*Work to do*. Reproduce the material below with every "trace" switched to "outline" and all else unchanged. Leave out the pictures.

*Dataset excerpts*.
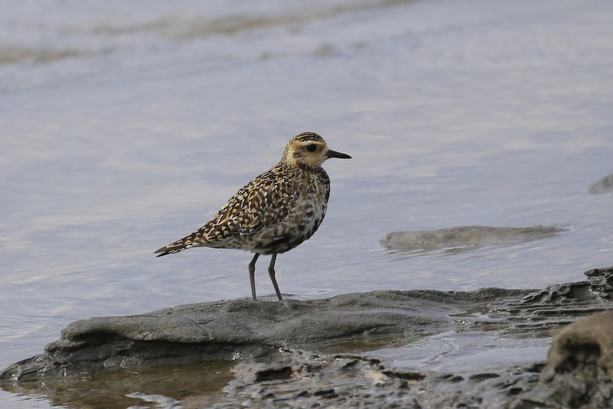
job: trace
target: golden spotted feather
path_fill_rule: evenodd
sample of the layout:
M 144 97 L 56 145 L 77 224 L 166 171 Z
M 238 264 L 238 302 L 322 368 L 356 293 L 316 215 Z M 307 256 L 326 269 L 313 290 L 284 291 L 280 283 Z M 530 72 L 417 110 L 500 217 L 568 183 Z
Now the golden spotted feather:
M 268 274 L 281 299 L 275 279 L 276 254 L 308 240 L 324 220 L 330 178 L 321 165 L 330 158 L 351 156 L 329 150 L 317 134 L 297 135 L 287 142 L 279 163 L 241 188 L 210 221 L 155 253 L 159 257 L 206 247 L 255 253 L 249 264 L 254 300 L 255 262 L 261 254 L 272 254 Z

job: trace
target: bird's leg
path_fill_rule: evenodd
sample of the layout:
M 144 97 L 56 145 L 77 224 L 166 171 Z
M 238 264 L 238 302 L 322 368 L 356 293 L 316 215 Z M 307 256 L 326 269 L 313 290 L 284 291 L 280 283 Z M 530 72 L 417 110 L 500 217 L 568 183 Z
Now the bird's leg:
M 270 281 L 275 287 L 275 292 L 276 292 L 276 297 L 281 301 L 283 297 L 281 296 L 281 291 L 279 291 L 279 286 L 276 284 L 276 278 L 275 278 L 275 262 L 276 261 L 276 253 L 272 253 L 272 258 L 270 259 L 270 264 L 268 265 L 268 275 L 270 276 Z
M 251 297 L 253 300 L 256 301 L 256 261 L 260 255 L 256 253 L 251 259 L 251 262 L 249 263 L 249 281 L 251 282 Z

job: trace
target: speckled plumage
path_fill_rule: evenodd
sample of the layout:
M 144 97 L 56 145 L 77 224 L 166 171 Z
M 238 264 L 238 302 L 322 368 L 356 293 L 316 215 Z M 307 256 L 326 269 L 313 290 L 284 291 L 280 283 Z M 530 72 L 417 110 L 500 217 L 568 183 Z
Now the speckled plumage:
M 254 300 L 256 261 L 272 254 L 268 274 L 282 299 L 275 278 L 276 254 L 310 239 L 321 224 L 330 196 L 330 178 L 321 165 L 329 158 L 351 156 L 328 149 L 317 134 L 297 135 L 279 163 L 241 188 L 210 221 L 154 253 L 159 257 L 199 247 L 253 253 L 249 271 Z

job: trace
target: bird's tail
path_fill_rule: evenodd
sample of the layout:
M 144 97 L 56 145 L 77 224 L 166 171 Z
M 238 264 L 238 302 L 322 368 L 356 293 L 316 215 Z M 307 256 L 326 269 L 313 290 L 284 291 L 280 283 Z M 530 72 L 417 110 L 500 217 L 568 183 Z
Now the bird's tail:
M 161 257 L 162 256 L 166 256 L 166 254 L 172 254 L 174 253 L 182 251 L 186 248 L 189 248 L 190 247 L 197 245 L 197 244 L 194 242 L 193 239 L 193 234 L 190 234 L 189 235 L 183 237 L 180 240 L 177 240 L 174 243 L 171 243 L 167 246 L 164 246 L 161 248 L 158 248 L 153 252 L 153 254 L 160 253 L 161 254 L 158 254 L 158 257 Z

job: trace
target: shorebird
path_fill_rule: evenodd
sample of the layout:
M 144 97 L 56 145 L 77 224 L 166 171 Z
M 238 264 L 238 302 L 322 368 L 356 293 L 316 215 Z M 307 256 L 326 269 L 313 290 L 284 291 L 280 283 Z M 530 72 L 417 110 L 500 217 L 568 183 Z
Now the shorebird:
M 276 256 L 308 240 L 321 224 L 330 197 L 330 178 L 321 165 L 330 158 L 351 156 L 330 150 L 317 134 L 296 135 L 279 163 L 238 189 L 210 221 L 154 254 L 161 257 L 201 247 L 253 253 L 249 279 L 254 301 L 256 261 L 272 255 L 268 275 L 277 297 L 283 299 L 275 278 Z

*Result for this task*.
job: outline
target: golden spotted feather
path_fill_rule: evenodd
sample of the layout:
M 144 97 L 56 145 L 77 224 L 166 171 Z
M 238 264 L 238 302 L 322 368 L 356 293 L 316 215 Z M 307 256 L 326 269 L 313 290 L 284 291 L 280 283 Z M 530 72 L 417 110 L 500 217 L 568 183 Z
Now the golden spotted feather:
M 268 274 L 281 299 L 275 279 L 276 254 L 308 240 L 324 220 L 330 178 L 321 165 L 330 158 L 351 156 L 329 150 L 317 134 L 297 135 L 287 142 L 279 163 L 241 188 L 210 221 L 155 253 L 159 257 L 206 247 L 255 253 L 249 264 L 254 300 L 255 262 L 261 254 L 272 254 Z

job: outline
target: bird's leg
path_fill_rule: evenodd
sample of the layout:
M 144 97 L 56 145 L 77 224 L 166 171 Z
M 238 264 L 238 302 L 322 368 L 356 293 L 316 215 Z M 307 256 L 326 269 L 313 290 L 284 291 L 280 283 Z M 530 72 L 417 110 L 500 217 L 568 183 Z
Now the bird's leg:
M 270 281 L 275 287 L 275 292 L 276 292 L 276 297 L 281 301 L 283 297 L 281 296 L 281 291 L 279 291 L 279 286 L 276 284 L 276 278 L 275 278 L 275 262 L 276 261 L 276 253 L 272 253 L 272 258 L 270 259 L 270 264 L 268 265 L 268 275 L 270 276 Z
M 251 297 L 253 300 L 256 301 L 256 261 L 260 255 L 256 253 L 251 259 L 251 262 L 249 263 L 249 281 L 251 282 Z

job: outline
target: speckled plumage
path_fill_rule: evenodd
sample of the layout:
M 144 97 L 56 145 L 77 224 L 166 171 Z
M 238 264 L 238 302 L 322 368 L 356 293 L 316 215 Z M 307 256 L 326 269 L 313 290 L 284 291 L 280 283 Z M 530 72 L 417 110 L 500 217 L 568 183 Z
Now the speckled plumage:
M 254 300 L 256 261 L 272 254 L 268 274 L 282 299 L 275 278 L 276 254 L 310 239 L 321 224 L 330 196 L 330 178 L 321 165 L 329 158 L 351 156 L 328 149 L 317 134 L 297 135 L 279 163 L 241 188 L 210 221 L 154 253 L 159 257 L 199 247 L 253 253 L 249 271 Z

job: outline
target: bird's tail
path_fill_rule: evenodd
sample of the layout:
M 144 97 L 56 145 L 77 224 L 166 171 Z
M 238 264 L 238 302 L 322 368 L 356 293 L 316 215 Z M 307 256 L 326 269 L 313 290 L 284 291 L 280 283 Z M 530 72 L 417 110 L 500 217 L 568 183 Z
Now the bird's tail:
M 161 257 L 162 256 L 166 256 L 166 254 L 172 254 L 174 253 L 182 251 L 186 248 L 189 248 L 190 247 L 197 245 L 197 244 L 194 242 L 193 239 L 193 234 L 190 234 L 189 235 L 183 237 L 180 240 L 177 240 L 174 243 L 171 243 L 167 246 L 164 246 L 161 248 L 158 248 L 153 252 L 153 254 L 160 253 L 161 254 L 158 254 L 158 257 Z

job: outline
target: shorebird
path_fill_rule: evenodd
sample of the layout:
M 144 97 L 56 145 L 77 224 L 166 171 Z
M 238 264 L 238 302 L 322 368 L 356 293 L 316 215 Z M 307 256 L 326 269 L 313 290 L 284 291 L 280 283 Z M 530 72 L 417 110 L 500 217 L 568 183 Z
Now the shorebird:
M 276 256 L 308 240 L 321 224 L 330 197 L 330 178 L 321 165 L 330 158 L 351 156 L 330 150 L 317 134 L 296 135 L 279 163 L 238 189 L 210 221 L 154 254 L 161 257 L 201 247 L 253 253 L 249 279 L 254 301 L 256 261 L 272 255 L 268 275 L 277 297 L 283 299 L 275 278 Z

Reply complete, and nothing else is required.